━━ READING PASSAGE

(This is part 4 of a series.)
This post will be a geeky digression from the main narrative, because jonny said he wanted to hear more about elliptic curves.
Up-front disclaimer: I am not an expert on elliptic curves, and I wrote this post in some haste. It's possible I made some mistakes in some of the equations. Don't rely on what you read here for anything mission-critical.
The key (no pun intended) to cryptography is finding hard mathematical problems. A "hard problem" is a term of art: it means a problem for which there is no known solution that is significantly less work than brute force. The hard problem that RSA is based on is finding the factorization of the product of two large primes. The hard problem that elliptic curve cryptography is based on is something called the discrete logarithm over point multiplication. The purpose of this post is to explain what that means.
We'll break this down into two parts. First, discrete logarithms. Recall that an ordinary logarithm is the inverse of exponentiation. If X raised to the power of Y is Z, then Y is the logarithm of Z base X. Notice that the form of this definition is the same as the form of more familiar concepts like difference and quotient.
If X plus Y is Z, then Y is the difference of Z and X.
If X times Y is Z, then Y is the quotient of Z and X.
If X raised to the power of Y is Z then Y is the logarithm of Z base X.

━━━━

PROMPT 1
Reproduce the elliptic curve post above word for word, from start to finish.

━━ DATA LINES

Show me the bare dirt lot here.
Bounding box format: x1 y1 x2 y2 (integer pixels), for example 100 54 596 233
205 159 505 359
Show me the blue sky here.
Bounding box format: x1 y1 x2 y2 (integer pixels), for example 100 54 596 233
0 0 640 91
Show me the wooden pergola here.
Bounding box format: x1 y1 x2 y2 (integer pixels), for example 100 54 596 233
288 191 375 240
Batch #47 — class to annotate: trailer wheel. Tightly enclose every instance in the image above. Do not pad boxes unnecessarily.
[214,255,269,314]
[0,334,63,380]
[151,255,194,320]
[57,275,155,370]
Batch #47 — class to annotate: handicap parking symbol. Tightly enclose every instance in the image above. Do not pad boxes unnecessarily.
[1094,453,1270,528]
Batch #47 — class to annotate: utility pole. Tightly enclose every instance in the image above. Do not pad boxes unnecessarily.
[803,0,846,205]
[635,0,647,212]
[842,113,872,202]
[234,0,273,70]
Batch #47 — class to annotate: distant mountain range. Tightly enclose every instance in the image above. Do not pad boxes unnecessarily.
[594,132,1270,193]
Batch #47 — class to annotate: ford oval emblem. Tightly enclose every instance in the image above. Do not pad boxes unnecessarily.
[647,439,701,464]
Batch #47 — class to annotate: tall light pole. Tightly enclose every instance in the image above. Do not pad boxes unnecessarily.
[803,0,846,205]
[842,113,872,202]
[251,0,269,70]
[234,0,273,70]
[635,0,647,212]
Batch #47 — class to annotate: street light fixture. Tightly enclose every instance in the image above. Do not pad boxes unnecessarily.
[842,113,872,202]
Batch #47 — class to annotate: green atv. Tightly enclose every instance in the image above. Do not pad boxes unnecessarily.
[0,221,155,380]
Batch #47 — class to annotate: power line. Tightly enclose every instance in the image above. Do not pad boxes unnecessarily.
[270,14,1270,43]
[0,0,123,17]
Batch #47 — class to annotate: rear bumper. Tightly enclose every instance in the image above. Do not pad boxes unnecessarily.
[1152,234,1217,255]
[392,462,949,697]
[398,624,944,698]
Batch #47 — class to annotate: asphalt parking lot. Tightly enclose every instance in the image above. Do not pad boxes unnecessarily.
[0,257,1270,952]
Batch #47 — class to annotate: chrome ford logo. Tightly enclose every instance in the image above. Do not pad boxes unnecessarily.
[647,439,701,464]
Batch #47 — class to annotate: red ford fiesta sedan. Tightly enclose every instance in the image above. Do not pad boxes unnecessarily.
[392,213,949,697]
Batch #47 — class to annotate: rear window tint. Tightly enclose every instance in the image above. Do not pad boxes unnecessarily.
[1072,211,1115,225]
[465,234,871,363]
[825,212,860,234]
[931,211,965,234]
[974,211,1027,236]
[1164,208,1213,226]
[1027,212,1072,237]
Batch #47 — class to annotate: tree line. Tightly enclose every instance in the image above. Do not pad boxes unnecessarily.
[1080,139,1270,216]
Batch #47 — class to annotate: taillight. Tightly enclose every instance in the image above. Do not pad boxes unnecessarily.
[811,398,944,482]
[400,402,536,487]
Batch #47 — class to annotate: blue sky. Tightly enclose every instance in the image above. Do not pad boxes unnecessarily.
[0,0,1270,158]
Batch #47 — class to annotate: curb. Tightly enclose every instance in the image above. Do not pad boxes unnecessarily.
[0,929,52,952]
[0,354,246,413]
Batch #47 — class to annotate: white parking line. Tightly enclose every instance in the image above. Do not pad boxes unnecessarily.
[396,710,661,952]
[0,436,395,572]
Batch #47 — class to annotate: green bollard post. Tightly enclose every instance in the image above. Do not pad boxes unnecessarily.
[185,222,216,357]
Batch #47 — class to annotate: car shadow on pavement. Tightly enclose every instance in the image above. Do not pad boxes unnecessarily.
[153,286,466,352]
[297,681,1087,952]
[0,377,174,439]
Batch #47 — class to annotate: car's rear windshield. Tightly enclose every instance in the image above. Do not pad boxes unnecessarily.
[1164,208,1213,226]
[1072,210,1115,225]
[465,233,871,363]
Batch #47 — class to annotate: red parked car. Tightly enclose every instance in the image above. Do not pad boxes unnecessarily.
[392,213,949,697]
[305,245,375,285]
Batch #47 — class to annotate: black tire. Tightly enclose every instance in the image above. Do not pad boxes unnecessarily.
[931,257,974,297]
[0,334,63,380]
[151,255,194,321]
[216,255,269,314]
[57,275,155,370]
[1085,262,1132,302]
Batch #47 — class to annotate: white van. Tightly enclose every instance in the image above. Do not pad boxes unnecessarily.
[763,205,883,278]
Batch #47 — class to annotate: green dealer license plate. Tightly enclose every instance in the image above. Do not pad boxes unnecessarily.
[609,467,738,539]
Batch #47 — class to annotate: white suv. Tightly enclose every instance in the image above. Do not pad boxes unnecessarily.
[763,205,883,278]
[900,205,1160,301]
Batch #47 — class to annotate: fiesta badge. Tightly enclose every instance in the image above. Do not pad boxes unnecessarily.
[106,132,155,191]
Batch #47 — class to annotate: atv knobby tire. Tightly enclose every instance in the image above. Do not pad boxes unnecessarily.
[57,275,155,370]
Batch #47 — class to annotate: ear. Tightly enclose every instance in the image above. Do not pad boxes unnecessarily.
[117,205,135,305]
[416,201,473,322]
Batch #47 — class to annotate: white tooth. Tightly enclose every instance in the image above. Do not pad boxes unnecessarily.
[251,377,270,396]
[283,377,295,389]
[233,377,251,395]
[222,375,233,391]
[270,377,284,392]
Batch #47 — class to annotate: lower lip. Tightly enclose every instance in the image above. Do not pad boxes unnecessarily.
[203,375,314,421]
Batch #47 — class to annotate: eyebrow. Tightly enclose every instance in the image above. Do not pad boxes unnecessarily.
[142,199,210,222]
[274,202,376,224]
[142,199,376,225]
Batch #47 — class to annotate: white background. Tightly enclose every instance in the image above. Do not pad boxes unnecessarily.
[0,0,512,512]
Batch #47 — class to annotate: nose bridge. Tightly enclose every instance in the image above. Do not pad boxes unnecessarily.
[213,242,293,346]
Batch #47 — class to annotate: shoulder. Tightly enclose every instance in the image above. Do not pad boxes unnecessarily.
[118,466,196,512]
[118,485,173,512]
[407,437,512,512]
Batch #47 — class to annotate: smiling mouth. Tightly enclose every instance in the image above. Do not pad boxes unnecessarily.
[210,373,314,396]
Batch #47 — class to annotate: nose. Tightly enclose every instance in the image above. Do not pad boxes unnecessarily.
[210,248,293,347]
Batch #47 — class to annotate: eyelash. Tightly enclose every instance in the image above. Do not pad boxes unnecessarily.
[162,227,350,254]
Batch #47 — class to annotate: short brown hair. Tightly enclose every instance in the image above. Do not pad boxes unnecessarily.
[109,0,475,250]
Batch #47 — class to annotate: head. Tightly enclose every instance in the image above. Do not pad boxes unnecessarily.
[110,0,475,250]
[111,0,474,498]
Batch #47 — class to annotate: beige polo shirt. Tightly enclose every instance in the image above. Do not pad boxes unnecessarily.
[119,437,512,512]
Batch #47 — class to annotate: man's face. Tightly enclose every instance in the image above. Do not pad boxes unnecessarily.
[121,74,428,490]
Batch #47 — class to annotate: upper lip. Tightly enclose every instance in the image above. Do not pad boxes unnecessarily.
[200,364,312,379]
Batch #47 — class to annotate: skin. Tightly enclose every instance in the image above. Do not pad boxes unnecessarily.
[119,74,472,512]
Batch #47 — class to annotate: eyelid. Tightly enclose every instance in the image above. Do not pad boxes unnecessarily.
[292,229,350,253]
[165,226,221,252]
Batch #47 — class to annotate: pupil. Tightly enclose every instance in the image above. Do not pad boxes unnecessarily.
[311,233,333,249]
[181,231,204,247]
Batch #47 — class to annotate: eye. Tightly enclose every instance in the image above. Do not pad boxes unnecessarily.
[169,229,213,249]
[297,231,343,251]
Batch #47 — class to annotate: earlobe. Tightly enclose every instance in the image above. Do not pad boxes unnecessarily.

━━━━

PROMPT 2
How many lines in the records contain the string "here"? Case counts. Reply with only the number.

FULL RESPONSE 1
(This is part 4 of a series.)
This post will be a geeky digression from the main narrative, because jonny said he wanted to hear more about elliptic curves.
Up-front disclaimer: I am not an expert on elliptic curves, and I wrote this post in some haste. It's possible I made some mistakes in some of the equations. Don't rely on what you read here for anything mission-critical.
The key (no pun intended) to cryptography is finding hard mathematical problems. A "hard problem" is a term of art: it means a problem for which there is no known solution that is significantly less work than brute force. The hard problem that RSA is based on is finding the factorization of the product of two large primes. The hard problem that elliptic curve cryptography is based on is something called the discrete logarithm over point multiplication. The purpose of this post is to explain what that means.
We'll break this down into two parts. First, discrete logarithms. Recall that an ordinary logarithm is the inverse of exponentiation. If X raised to the power of Y is Z, then Y is the logarithm of Z base X. Notice that the form of this definition is the same as the form of more familiar concepts like difference and quotient.
If X plus Y is Z, then Y is the difference of Z and X.
If X times Y is Z, then Y is the quotient of Z and X.
If X raised to the power of Y is Z then Y is the logarithm of Z base X.

FULL RESPONSE 2
3